Copy each of the rows below word for word, keeping every character and line break unchanged.
○ ○ ○ ○ ○ ○ ○
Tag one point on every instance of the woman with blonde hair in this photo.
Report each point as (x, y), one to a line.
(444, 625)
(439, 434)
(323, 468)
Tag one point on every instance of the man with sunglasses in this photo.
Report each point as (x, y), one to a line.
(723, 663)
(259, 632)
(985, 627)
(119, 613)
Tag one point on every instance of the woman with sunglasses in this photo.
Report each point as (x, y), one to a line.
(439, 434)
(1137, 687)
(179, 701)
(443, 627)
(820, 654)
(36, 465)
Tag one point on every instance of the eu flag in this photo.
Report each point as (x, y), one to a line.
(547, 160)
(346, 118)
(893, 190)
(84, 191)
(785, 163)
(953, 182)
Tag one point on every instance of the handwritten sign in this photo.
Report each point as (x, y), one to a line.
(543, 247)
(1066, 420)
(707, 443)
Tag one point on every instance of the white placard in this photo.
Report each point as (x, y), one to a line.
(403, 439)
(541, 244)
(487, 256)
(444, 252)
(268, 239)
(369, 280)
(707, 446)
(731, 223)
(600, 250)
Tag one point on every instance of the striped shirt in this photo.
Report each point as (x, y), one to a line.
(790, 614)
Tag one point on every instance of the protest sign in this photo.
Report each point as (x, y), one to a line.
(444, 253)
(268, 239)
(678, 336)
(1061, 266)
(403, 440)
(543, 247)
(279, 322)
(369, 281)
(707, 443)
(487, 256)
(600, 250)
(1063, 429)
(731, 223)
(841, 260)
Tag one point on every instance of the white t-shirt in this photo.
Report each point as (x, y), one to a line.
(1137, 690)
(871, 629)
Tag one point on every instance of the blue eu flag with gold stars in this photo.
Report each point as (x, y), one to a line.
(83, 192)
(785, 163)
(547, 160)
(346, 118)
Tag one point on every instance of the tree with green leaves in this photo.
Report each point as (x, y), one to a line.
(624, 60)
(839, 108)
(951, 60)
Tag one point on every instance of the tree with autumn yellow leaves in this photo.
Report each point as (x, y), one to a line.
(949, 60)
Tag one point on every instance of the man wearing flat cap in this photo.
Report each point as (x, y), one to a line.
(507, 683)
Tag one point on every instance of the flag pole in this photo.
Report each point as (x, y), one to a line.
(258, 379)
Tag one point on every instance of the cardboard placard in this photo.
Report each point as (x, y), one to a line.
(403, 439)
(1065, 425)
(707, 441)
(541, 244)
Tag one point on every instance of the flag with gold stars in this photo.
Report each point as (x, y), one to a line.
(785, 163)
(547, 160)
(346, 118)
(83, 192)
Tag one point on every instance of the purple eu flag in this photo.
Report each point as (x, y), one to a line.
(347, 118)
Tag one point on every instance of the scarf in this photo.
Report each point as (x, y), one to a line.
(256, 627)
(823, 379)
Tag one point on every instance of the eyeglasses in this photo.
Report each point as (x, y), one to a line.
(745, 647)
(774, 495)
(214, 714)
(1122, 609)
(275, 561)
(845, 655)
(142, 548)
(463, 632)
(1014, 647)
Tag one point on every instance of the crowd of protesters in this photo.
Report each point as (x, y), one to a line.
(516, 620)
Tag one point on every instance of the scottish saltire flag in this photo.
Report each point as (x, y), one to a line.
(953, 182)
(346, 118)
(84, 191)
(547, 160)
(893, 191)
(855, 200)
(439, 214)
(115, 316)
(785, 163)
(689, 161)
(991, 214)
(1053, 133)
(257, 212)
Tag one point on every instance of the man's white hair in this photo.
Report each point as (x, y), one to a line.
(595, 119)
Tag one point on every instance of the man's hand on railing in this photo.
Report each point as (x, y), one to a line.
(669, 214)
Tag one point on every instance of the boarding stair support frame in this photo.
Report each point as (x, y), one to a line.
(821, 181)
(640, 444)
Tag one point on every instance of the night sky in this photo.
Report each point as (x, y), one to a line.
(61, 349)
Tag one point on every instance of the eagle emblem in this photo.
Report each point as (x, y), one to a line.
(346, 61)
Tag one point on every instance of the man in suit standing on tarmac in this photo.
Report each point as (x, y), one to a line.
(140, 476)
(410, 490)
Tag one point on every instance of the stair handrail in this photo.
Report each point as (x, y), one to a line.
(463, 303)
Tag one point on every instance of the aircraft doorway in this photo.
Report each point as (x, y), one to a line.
○ ○ ○ ○ ○ ○ ○
REPLY:
Tag one point on every instance of the woman with blonde hair in this photo.
Report each point as (x, y), one to a line.
(444, 625)
(439, 434)
(323, 468)
Tag one point on every instance of the man with sunglasses in this photo.
Report each point as (x, y), one to a line.
(723, 663)
(259, 632)
(985, 627)
(119, 613)
Tag one point on every instance of the woman with sunglasses in this photo.
Report each point as (x, y), one to a line.
(439, 434)
(1137, 687)
(179, 701)
(443, 627)
(820, 654)
(36, 465)
Tag one point on every instance of the eu flag in this photo.
Report each point as (x, y), one to a line.
(547, 160)
(346, 118)
(893, 190)
(84, 191)
(785, 163)
(953, 182)
Tag one point on every instance of the handwritten sign in this photo.
Report each point as (x, y), one to a line.
(543, 247)
(1066, 420)
(707, 443)
Tag one point on every instance of the white placard in this photo.
Report each point as (x, y), one to a line.
(403, 439)
(541, 244)
(487, 256)
(444, 252)
(268, 239)
(369, 280)
(707, 446)
(731, 223)
(600, 250)
Tag one point on every instance of the striped shirt in this photo.
Report each point as (x, y), one to a line.
(790, 614)
Tag one point on every instance of the protest sign in this photo.
Report each point as (x, y), one to a line.
(444, 253)
(268, 239)
(678, 336)
(1061, 266)
(403, 440)
(543, 247)
(279, 322)
(369, 281)
(707, 443)
(487, 256)
(600, 250)
(1063, 429)
(731, 223)
(841, 260)
Tag one point on every instance of the white t-shirt in this photo.
Report each point as (x, y), one to a line.
(1137, 690)
(871, 629)
Tag one point on every instance of the blue eu flag with gold stars in this photo.
Report each point as (x, y), one to a line.
(83, 192)
(785, 163)
(547, 160)
(346, 118)
Tag one point on every instance of the tree with green leaves in this photo.
Report each point as (x, y), one to a line.
(624, 60)
(839, 108)
(951, 60)
Tag one point on every instance of the tree with autumn yellow leaves in this photo.
Report each point as (x, y), one to a line.
(949, 60)
Tag one point on every instance of the man wearing flat cap in this photo.
Report each point as (x, y), one to a line.
(507, 683)
Tag one point on every instance of the flag pole in this photo.
Report each point as (x, y), one to a line.
(258, 379)
Tag one point on every instance of the cardboard placard in this photo.
Report each point as (x, y), one to a line.
(403, 439)
(1065, 425)
(707, 441)
(541, 244)
Tag one point on every instance of the flag with gold stars in this photo.
Report each point as (x, y), one to a line.
(785, 163)
(547, 160)
(346, 118)
(83, 192)
Tag one point on every instance of the purple eu flag in this photo.
Report each point as (x, y), one to a line.
(347, 118)
Tag one point on every instance of the scarf in this photo.
Report each point as (x, y), one to a line.
(256, 627)
(823, 379)
Tag one point on every instance of the eyeglasses in this photo.
Report each point as (x, y), one to a line.
(745, 647)
(774, 495)
(214, 714)
(1122, 609)
(275, 561)
(845, 655)
(142, 548)
(463, 632)
(1014, 647)
Tag one point on every instance of the crowd of protesters in this photo.
Report each point as (x, y), one to a line.
(516, 620)
Tag one point on every instance of the scottish saltire flag in this photo.
Report each point as (x, y), one to a line.
(953, 182)
(346, 118)
(84, 191)
(547, 160)
(893, 191)
(855, 200)
(439, 214)
(115, 316)
(785, 163)
(689, 161)
(991, 214)
(1053, 133)
(257, 212)
Tag one point on every instance of the man's white hair in this photo.
Report each point as (x, y), one to a line.
(595, 119)
Tag one point on every instance of the man's hand on railing in this photo.
Report each point as (x, y), one to a line.
(669, 214)
Tag one point on every instance of the boarding stair support frame in this photo.
Report each point as (x, y), one to a line.
(821, 181)
(640, 444)
Tag one point on every instance of the night sky in this photo.
Report each point as (x, y), one to a line.
(61, 349)
Tag one point on every instance of the eagle emblem in this photo.
Report each point as (x, y), one to a line.
(346, 61)
Tag one point on every instance of the man in suit standing on tarmac in this photo.
Report each point as (x, y), one to a line.
(140, 476)
(410, 490)
Tag one point on every instance of the stair handrail in this photo.
Report each point as (x, y), one to a line.
(463, 303)
Tag one point on every instance of the aircraft doorway in this photo.
Report each point as (x, y), one to a line.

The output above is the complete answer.